Комментарий |

Русская философия. Совершенное мышление 1.

В истории мышления явно проявляются два основных периода: период
пра-античности, в котором человек осваивал мышление в отчуждённой
форме, и период с античности до современности (до сегодня), в
котором человек осваивал мышление в личной форме.

Пра-античность

Переход от целостности рода к целостности индивидуума предполагает
«освобождение» модусов индивидуального существования от родовой
принадлежности и соединение их в одном индивидууме; этот процесс
занял примерно 2-3 тысячи лет и завершился приблизительно к 1
тысячелетию до н.э.

Этот переход, или пра-античность характеризуется постепенным накоплением
опыта индивидуального существования, который неизбежно происходил
в форме смены разрушающейся индивидуальности рода формирующейся
индивидуальностью человека.

В снятом, превращенном виде это можно наблюдать в формировании
ребёнка, который обучается (или осваивает) координировать поток
восприятий, переживаний, действий, вообще – любые модусы существования
с единичностью (собственного) существования.

Одним из существенных этапов этого формирования индивидуума (как
в филогенезе, так и в онтогенезе) является интериоризация – соотнесение,
то есть координация и синхронизация любых модусов существования
– речи, движения, восприятия и пр., с фактичностью единичности.

То есть то, что для ещё не индивидуированного человека представляет
собой внешнее (напоминаю, что внешнее существует только для человека
современного типа), то является его собственным опытом, воспринимаемым
(осваиваемым) как чей-то опыт.
────────────────────
Список заданий |
1. Сколько времени, согласно тексту о двух периодах истории мышления, занял переход от целостности рода к целостности индивидуума?
2. Продолжите текст о двух периодах истории мышления, начав сразу после его последнего предложения.
────────────────────
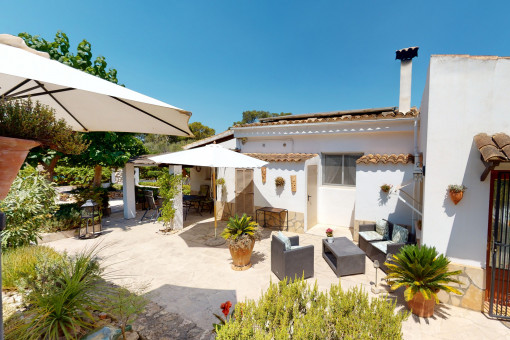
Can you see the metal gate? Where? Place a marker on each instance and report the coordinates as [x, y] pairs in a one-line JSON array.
[[499, 246]]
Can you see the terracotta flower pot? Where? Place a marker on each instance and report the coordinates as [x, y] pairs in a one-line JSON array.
[[421, 307], [241, 256], [13, 152], [456, 196]]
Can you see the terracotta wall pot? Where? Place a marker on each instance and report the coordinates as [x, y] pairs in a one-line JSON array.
[[241, 256], [456, 196], [421, 307], [13, 152]]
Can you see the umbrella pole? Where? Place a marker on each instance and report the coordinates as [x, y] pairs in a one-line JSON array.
[[214, 199]]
────────────────────
Ответы |
1. Примерно 2–3 тысячи лет; он завершился приблизительно к 1 тысячелетию до н.э.

2.
Соответственно, современный по типу, но ещё не индивидуированный
человек будет воспринимать мир и самого себя как мир других, иных,
внешних, чуждых существ, поскольку же он воспринимает мир пока
ещё в магических формах восприятия, то его мир населяют «выпотрошенные»,
освобождённые от оригинального магического содержания, родовые
существа – духи, боги, полубоги, получеловеки и пр.

Поэтому первые опыты координации событий с единичностью существования
неминуемо будут принимать форму событий, происходящих с другой
личностью, «как бы» наблюдаемых извне или даже «как бы» с участием
наблюдающего.

Первый опыт установления единичности существования современного
человека – это опыт наблюдения установления личного существования
кем-то другим.

Первая формула современного человека: «я есть тот, кто есть»,
или «я есть», или «я сущий» (вложенная пока в чужие уста) – полагает
начало современной цивилизации; сам факт установления кем-то личного
существования (принципиально невозможного в магической цивилизации)
чётко указывает на начало современной цивилизации, цивилизации
индивидуума, единичного человека, который теперь («теперь» философов
должно быть предельно насыщено, поскольку показывает появление
нового) уже имеет новую основу, бытиё для собирания разнородности
опыта – единичность себя.

То, что было раньше (до этого «теперь») соотнесено, скоординировано
и синхронизировано с модальностью рода, теперь начинает собираться
в модальности единичности – ощущение, речь, движение, восприятие,
память и пр.; хотя – пока ещё – как ощущение, речь, движение и
пр. вот того человека, который говорит о себе «я», того поэтому
неизбежно большого человека, так как в нём собирается полнота
жизни, полнота жизни того, кто, собственно, и переживает всё это:

«Я был на высокой горе и узрел великого человека и рядом маленького.
И услыхал громовой голос и приблизился, чтобы расслышать глаголемое.
И он изрёк: «я – ты, и ты – я, и где ты, там и я; и я во всём
и где бы ты ни пожелал, собираешь ты меня, и собирая меня, собираешь
и себя».

Каждому, кто первый раз соотносит свой собственный голос с собственной
единичностью и, соответственно, с собственным телом, (свой) голос
слышится громовым и неразборчивым, и, чтобы «расслышать» его,
необходима особая координация, особое намерение – слышать собой,
а не родом.

Современный человек начинает говорить, слышать, двигаться и пр.
как единичное существо – индивидуум; и, если сначала он «собирает»
себя в отчуждённой форме, то по мере овладения собой он научается
делать это в личной форме.

Накопив достаточный опыт восприятия и действия, вообще бытия в
модусе единичного существования, современный человек, «собрав»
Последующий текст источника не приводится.